Archives historiques BNP Paribas

L’Histoire de notre banque s’est construite à travers les actions de personnalités plongées au cœur d’une réalité économique, sociale et financière internationale. André Debray en est l’une des figures majeures. Stagiaire à la Banque de Paris et des Pays-Bas en 1927, il y devient directeur à partir de 1944. Une évolution remarquable qui révèle un parcours exceptionnel.

Car, sous le pseudonyme de « Bossuet », il dirige aussi le Comité financier de la Résistance dont il organise les réunions dans son bureau du 3 rue d’Antin, dans un Paris occupé. Pour ses actions, il sera décoré de la Croix de chevalier de la Légion d’honneur, de la Médaille de la Résistance française avec rosette et de la Croix de Guerre 1939-1945 avec palme.
☆ ☆ ☆ ☆ ☆
**OBJECTIF A**
Énumérez toutes les distinctions reçues par André Debray selon l'extrait sur sa carrière.
**OBJECTIF B**
D'après l'extrait sur André Debray, sous quel pseudonyme dirigeait-il le Comité financier de la Résistance ?
**OBJECTIF C**
Selon l'extrait sur André Debray, pourquoi son parcours est-il qualifié d'exceptionnel ?
Appuyez-vous uniquement sur l'extrait.

**Données de points étiquetés**
☆ ☆ ☆ ☆ ☆
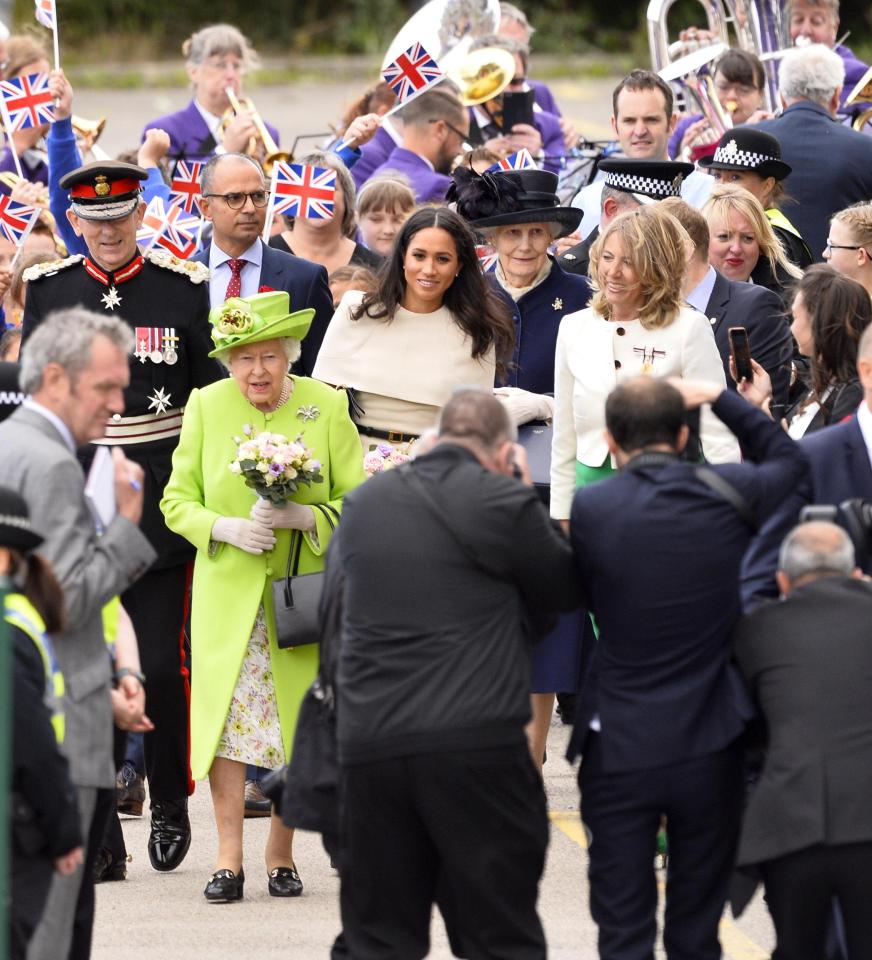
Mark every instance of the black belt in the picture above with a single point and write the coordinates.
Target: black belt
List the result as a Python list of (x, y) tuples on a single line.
[(392, 436)]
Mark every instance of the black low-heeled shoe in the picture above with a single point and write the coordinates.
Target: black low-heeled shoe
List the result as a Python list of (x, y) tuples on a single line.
[(284, 882), (224, 886)]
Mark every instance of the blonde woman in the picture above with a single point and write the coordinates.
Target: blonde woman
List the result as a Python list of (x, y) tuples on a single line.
[(637, 267), (743, 245), (849, 244)]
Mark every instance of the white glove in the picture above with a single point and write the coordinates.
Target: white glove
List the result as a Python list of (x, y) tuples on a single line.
[(292, 516), (248, 535), (523, 406)]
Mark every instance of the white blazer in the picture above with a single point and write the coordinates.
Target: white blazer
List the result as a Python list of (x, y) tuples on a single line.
[(593, 356)]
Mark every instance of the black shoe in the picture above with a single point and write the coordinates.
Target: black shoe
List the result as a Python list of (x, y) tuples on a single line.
[(170, 835), (224, 886), (284, 882), (108, 867)]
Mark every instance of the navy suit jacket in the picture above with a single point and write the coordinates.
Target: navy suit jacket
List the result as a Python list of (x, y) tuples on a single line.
[(736, 304), (658, 554), (537, 315), (306, 284), (190, 138), (832, 168)]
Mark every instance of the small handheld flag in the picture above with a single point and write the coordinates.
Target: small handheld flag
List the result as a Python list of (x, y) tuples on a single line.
[(185, 187), (413, 72), (28, 101), (300, 190)]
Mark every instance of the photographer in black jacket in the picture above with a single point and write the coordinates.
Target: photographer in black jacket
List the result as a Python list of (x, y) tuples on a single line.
[(447, 562)]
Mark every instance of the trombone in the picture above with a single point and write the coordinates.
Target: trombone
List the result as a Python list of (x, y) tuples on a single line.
[(262, 145)]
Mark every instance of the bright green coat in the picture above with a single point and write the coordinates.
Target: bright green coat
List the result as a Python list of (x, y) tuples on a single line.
[(229, 584)]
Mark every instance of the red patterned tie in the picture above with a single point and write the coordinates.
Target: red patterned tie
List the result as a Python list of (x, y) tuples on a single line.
[(234, 288)]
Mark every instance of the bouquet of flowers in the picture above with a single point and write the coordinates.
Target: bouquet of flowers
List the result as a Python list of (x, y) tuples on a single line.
[(273, 466), (383, 457)]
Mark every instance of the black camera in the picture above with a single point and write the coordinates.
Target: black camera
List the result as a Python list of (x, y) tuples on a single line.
[(854, 515)]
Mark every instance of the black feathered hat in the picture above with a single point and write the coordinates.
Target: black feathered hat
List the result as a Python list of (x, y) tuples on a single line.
[(506, 197)]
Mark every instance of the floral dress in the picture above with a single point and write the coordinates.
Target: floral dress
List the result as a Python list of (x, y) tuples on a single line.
[(252, 733)]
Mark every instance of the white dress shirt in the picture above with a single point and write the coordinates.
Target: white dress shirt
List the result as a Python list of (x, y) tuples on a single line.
[(593, 356), (220, 272)]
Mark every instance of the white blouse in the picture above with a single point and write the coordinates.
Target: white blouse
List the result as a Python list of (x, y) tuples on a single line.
[(593, 356)]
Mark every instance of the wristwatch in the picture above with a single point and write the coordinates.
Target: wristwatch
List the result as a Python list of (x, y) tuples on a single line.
[(127, 672)]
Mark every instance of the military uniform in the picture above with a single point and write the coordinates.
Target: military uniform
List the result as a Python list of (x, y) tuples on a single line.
[(165, 301)]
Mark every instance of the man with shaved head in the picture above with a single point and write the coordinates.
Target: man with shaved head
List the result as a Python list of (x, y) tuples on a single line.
[(808, 823)]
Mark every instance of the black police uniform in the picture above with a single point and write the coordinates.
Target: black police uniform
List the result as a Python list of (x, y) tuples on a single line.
[(165, 301)]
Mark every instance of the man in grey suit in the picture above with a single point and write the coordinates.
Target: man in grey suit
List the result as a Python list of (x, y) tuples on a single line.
[(74, 372), (808, 823)]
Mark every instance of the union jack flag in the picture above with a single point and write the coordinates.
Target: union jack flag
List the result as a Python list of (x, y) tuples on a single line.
[(28, 101), (170, 228), (15, 219), (46, 13), (411, 73), (185, 188), (487, 257), (303, 191), (522, 160)]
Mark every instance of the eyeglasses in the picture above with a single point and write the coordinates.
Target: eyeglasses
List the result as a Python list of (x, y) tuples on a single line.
[(236, 201), (459, 133)]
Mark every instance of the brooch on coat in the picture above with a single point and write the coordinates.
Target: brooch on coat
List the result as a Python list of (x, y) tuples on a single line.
[(308, 412)]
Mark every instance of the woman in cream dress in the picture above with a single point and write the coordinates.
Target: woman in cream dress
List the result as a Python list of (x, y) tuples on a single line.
[(433, 325), (636, 324)]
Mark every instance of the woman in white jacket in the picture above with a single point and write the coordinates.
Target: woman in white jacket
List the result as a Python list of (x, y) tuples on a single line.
[(637, 323)]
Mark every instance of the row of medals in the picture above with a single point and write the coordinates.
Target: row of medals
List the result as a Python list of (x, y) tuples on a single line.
[(168, 355)]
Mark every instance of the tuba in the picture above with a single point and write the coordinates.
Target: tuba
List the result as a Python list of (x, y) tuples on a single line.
[(261, 147), (758, 26), (861, 92)]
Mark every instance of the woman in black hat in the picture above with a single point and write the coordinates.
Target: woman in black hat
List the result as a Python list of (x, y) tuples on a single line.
[(519, 214), (45, 822), (752, 159)]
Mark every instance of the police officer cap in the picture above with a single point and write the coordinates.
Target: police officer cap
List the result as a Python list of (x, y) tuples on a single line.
[(647, 180), (104, 190)]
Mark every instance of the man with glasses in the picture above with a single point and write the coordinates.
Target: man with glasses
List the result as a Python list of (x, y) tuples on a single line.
[(235, 200), (435, 128), (218, 57), (165, 303)]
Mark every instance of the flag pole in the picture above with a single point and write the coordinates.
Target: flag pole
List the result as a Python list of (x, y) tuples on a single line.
[(34, 217), (267, 227), (7, 123)]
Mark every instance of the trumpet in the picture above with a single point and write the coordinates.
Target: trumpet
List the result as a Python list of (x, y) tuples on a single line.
[(87, 134), (261, 147)]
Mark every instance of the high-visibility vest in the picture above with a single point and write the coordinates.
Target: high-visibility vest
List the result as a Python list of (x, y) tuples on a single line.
[(20, 612)]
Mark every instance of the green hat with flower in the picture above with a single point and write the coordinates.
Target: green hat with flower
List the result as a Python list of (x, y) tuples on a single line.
[(264, 316)]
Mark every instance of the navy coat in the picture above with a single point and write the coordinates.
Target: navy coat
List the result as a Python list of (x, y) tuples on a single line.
[(832, 168), (658, 553), (537, 317), (306, 283)]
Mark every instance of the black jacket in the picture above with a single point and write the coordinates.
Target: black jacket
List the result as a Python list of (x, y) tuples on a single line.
[(435, 647), (808, 661)]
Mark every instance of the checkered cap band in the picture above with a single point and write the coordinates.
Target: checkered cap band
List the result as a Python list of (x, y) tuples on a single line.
[(635, 183), (740, 158)]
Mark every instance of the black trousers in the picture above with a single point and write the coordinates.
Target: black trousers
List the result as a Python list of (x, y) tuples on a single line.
[(157, 605), (701, 800), (466, 830), (800, 888)]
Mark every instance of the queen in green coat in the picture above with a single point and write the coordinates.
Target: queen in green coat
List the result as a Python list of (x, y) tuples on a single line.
[(246, 692)]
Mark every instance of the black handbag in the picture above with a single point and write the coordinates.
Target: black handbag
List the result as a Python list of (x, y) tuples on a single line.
[(296, 596)]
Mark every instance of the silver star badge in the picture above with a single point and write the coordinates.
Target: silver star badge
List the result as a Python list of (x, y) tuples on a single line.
[(111, 299), (159, 401)]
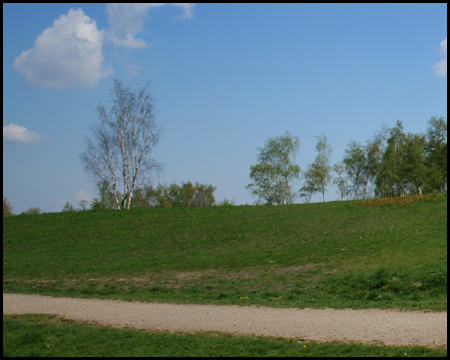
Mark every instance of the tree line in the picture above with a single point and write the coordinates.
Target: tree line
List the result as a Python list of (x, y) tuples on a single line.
[(392, 163), (118, 159)]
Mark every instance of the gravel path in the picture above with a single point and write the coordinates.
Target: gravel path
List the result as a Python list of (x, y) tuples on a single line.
[(391, 327)]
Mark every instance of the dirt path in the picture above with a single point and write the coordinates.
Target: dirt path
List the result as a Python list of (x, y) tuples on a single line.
[(388, 326)]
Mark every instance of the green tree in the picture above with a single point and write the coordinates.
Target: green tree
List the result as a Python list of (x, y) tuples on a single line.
[(318, 174), (32, 210), (123, 143), (415, 170), (68, 207), (275, 171), (436, 155), (7, 208), (390, 179), (355, 163), (341, 181), (106, 201)]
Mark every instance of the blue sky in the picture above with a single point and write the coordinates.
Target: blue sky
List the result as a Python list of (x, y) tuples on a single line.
[(225, 77)]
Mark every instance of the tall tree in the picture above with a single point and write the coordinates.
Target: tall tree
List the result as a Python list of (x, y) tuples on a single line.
[(390, 179), (436, 157), (123, 142), (273, 175), (318, 174), (7, 208)]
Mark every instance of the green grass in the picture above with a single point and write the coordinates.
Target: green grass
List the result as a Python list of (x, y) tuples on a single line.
[(335, 255), (52, 336)]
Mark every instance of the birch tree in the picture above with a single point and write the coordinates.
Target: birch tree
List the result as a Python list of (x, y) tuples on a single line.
[(120, 151), (272, 177), (318, 174)]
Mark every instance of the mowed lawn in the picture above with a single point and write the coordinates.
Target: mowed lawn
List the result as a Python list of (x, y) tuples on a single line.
[(335, 255)]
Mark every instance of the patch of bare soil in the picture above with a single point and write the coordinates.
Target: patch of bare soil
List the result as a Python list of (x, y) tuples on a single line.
[(391, 327)]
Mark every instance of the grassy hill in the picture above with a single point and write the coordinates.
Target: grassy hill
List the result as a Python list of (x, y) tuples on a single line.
[(337, 254)]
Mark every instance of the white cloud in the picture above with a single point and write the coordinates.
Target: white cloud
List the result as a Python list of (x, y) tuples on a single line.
[(18, 133), (82, 195), (66, 55), (126, 21), (441, 67)]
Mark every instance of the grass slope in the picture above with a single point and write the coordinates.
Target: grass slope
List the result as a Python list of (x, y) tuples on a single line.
[(52, 336), (336, 254)]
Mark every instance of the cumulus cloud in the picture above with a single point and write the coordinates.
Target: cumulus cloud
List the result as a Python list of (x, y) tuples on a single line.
[(20, 134), (66, 55), (82, 195), (126, 21), (441, 67)]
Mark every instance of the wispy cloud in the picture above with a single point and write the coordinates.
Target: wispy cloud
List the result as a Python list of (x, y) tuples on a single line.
[(127, 20), (441, 67), (66, 55), (21, 134)]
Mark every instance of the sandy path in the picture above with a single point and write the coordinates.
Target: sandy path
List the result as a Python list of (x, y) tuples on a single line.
[(388, 326)]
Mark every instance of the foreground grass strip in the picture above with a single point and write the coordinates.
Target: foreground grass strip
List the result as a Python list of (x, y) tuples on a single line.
[(337, 255), (52, 336)]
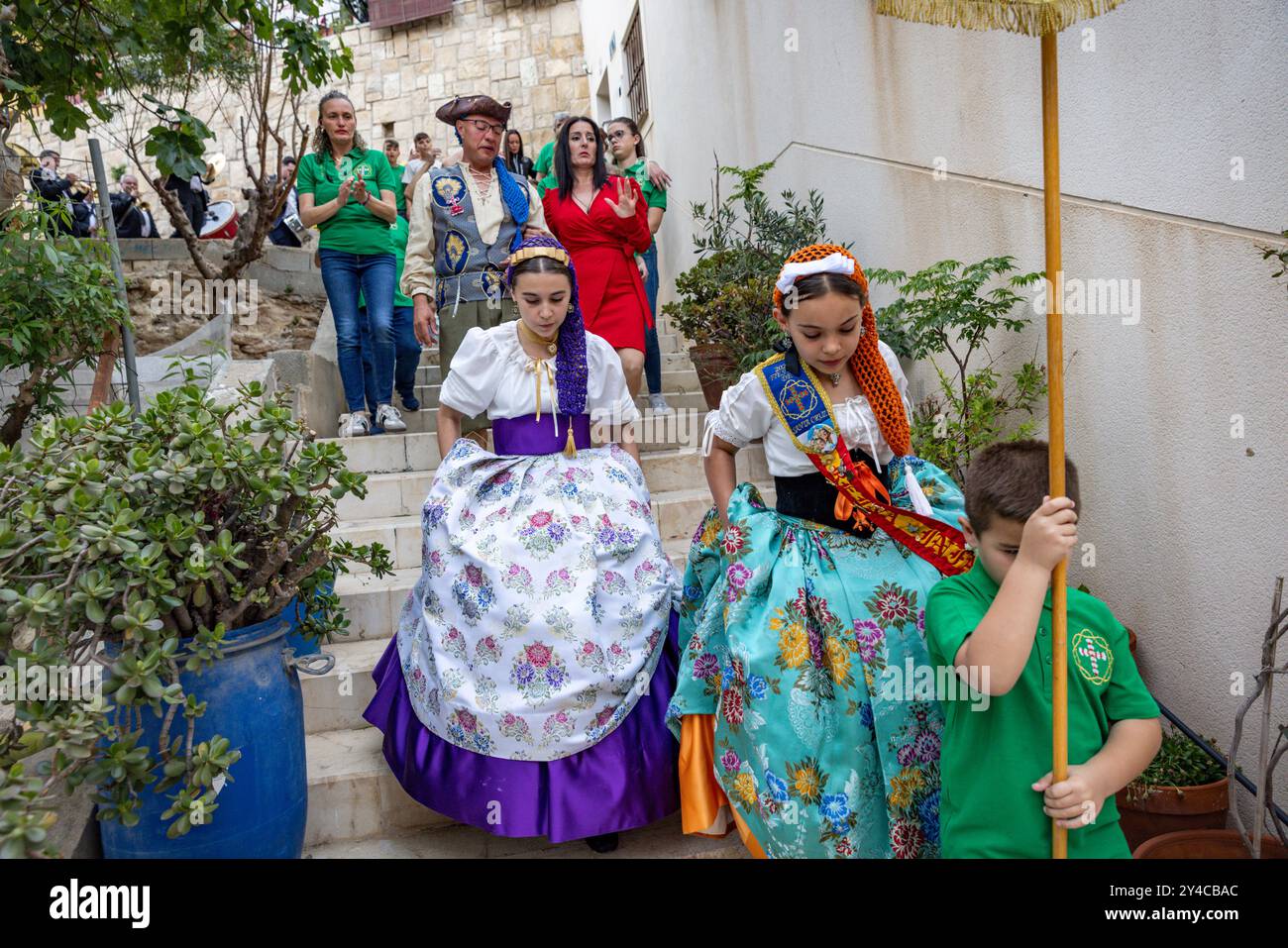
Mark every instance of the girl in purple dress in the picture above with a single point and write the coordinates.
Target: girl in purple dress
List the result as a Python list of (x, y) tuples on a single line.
[(526, 689)]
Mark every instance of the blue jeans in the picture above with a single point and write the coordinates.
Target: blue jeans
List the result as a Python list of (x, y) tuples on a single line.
[(406, 356), (344, 275), (652, 353)]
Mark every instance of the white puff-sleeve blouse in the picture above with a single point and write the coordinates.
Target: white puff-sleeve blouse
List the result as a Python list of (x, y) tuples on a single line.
[(492, 373), (745, 415)]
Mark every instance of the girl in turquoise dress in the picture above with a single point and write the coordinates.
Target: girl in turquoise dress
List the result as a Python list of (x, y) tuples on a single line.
[(803, 621)]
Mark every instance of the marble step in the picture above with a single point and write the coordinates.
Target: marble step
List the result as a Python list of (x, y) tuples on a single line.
[(335, 700), (675, 398), (662, 840), (400, 493), (373, 603), (353, 793), (678, 373), (670, 344), (417, 450), (655, 427), (677, 511)]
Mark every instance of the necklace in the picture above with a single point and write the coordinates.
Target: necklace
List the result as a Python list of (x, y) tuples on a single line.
[(532, 337), (482, 180)]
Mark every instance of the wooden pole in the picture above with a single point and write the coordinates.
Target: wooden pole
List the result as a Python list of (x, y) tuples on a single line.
[(108, 223), (102, 390), (1055, 407)]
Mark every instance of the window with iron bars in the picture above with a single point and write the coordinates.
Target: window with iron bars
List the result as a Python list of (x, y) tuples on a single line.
[(636, 80)]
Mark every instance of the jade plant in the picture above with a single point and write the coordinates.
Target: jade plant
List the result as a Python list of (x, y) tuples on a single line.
[(137, 546), (1179, 763)]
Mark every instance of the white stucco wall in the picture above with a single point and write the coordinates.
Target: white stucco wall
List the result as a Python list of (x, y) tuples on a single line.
[(1188, 520)]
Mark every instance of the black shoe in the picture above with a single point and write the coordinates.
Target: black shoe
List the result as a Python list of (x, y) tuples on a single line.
[(603, 844)]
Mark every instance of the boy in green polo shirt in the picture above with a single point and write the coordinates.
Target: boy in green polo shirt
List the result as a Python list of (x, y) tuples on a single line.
[(993, 625)]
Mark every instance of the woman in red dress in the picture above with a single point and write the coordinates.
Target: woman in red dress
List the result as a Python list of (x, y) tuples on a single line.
[(603, 222)]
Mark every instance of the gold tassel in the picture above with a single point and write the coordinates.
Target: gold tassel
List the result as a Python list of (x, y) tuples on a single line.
[(842, 507)]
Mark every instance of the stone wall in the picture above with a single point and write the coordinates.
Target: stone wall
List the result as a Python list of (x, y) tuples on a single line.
[(528, 52)]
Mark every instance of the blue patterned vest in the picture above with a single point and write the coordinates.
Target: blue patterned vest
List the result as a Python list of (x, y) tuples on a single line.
[(467, 268)]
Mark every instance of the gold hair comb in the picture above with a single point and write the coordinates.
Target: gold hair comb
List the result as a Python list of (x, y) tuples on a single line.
[(528, 253)]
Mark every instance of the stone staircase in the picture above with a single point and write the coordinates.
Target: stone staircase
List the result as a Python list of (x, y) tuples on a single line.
[(356, 806)]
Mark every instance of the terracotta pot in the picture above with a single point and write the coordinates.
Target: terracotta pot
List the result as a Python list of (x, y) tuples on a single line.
[(1206, 844), (716, 369), (1172, 809)]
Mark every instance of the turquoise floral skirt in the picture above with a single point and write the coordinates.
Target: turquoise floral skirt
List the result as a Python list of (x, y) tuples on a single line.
[(799, 638)]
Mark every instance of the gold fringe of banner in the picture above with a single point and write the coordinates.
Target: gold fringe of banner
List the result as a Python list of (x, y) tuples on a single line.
[(1031, 17)]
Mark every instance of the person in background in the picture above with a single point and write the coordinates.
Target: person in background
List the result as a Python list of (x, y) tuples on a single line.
[(53, 189), (465, 219), (627, 147), (132, 215), (428, 158), (603, 222), (515, 161), (193, 198), (338, 185), (282, 235), (406, 347), (84, 210), (391, 154), (544, 167)]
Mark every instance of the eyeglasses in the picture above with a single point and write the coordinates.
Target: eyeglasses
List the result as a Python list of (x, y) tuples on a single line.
[(485, 127)]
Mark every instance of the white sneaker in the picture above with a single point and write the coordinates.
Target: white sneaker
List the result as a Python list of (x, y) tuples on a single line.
[(657, 402), (389, 419), (355, 425)]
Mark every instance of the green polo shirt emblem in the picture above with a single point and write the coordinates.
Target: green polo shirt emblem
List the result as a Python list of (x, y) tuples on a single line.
[(1094, 657)]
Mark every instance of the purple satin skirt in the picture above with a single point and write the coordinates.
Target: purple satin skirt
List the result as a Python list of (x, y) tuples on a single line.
[(626, 781)]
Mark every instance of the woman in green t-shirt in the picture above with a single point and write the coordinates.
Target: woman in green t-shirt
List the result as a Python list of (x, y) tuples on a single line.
[(347, 191), (623, 138)]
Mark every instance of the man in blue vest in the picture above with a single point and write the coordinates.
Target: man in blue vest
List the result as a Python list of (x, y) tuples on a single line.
[(465, 220)]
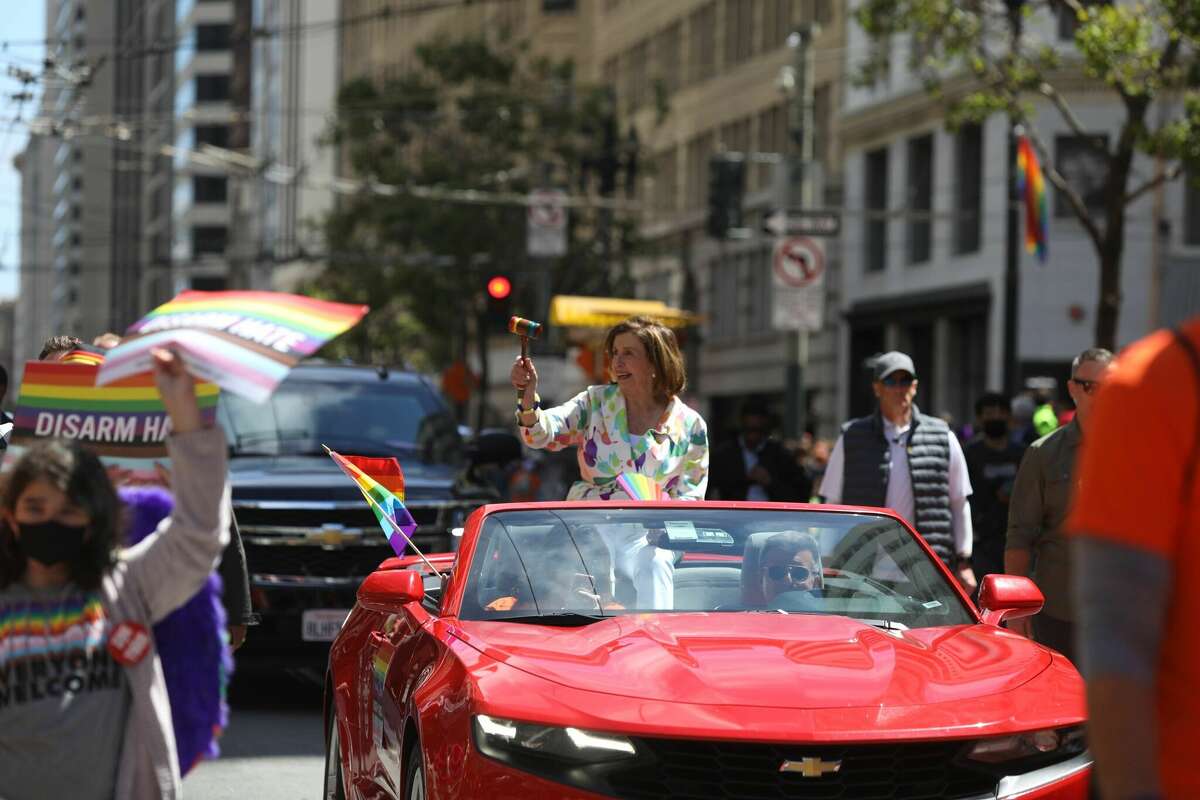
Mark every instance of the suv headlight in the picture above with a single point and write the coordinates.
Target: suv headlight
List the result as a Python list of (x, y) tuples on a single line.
[(1027, 751), (505, 739)]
☆ ☆ ☆ ☆ ☆
**SOLUTION RÉDIGÉE A**
- Croix de chevalier de la Légion d'honneur
- Médaille de la Résistance française avec rosette
- Croix de Guerre 1939-1945 avec palme

**SOLUTION RÉDIGÉE B**
« Bossuet »

**SOLUTION RÉDIGÉE C**
Entré comme stagiaire à la Banque de Paris et des Pays-Bas en 1927, il en devient directeur à partir de 1944. Il dirige aussi, sous le pseudonyme de « Bossuet », le Comité financier de la Résistance, dont il organise les réunions dans son bureau du 3 rue d'Antin, dans un Paris occupé.